(Beginning of Stored data)

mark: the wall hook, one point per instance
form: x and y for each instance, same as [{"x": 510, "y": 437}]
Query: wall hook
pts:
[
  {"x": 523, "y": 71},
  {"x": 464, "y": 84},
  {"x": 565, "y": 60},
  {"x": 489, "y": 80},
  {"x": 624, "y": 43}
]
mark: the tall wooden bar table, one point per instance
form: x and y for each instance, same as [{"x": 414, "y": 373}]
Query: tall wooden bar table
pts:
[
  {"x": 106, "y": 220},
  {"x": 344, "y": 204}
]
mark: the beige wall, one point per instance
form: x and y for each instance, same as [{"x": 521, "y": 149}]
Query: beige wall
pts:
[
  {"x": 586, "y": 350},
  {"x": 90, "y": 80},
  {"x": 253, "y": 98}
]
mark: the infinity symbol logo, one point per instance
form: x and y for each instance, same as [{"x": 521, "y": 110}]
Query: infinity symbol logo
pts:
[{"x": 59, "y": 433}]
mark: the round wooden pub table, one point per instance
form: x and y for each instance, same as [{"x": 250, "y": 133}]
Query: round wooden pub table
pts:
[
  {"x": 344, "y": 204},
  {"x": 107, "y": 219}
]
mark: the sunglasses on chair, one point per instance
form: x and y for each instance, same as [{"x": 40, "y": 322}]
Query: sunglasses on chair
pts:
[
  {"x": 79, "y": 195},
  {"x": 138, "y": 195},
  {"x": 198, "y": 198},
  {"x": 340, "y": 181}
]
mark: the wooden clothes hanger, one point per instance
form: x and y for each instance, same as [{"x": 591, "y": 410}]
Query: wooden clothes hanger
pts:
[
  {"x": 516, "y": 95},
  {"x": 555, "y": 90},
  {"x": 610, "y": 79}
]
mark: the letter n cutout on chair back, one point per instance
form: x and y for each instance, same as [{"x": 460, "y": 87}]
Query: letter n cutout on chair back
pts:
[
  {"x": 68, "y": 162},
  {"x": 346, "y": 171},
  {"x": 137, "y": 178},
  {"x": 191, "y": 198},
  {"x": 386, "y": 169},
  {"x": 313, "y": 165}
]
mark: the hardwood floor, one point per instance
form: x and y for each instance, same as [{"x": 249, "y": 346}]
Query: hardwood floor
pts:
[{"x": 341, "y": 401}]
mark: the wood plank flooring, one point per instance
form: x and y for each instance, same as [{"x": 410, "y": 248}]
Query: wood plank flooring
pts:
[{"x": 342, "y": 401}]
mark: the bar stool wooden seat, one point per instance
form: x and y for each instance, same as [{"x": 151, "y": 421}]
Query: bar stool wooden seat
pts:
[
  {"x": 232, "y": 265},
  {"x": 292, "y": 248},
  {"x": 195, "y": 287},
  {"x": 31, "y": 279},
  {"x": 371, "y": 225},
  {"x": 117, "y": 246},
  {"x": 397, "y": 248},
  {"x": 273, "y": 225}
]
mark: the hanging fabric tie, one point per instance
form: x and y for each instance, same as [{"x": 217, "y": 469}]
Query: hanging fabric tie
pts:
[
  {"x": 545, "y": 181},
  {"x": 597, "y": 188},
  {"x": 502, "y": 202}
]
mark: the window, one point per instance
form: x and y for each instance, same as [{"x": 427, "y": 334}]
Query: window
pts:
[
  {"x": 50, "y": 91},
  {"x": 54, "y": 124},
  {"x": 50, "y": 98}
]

(End of Stored data)

What to work on ▸ Please say how many lines above contain "stool", number only.

Response below ▸ 2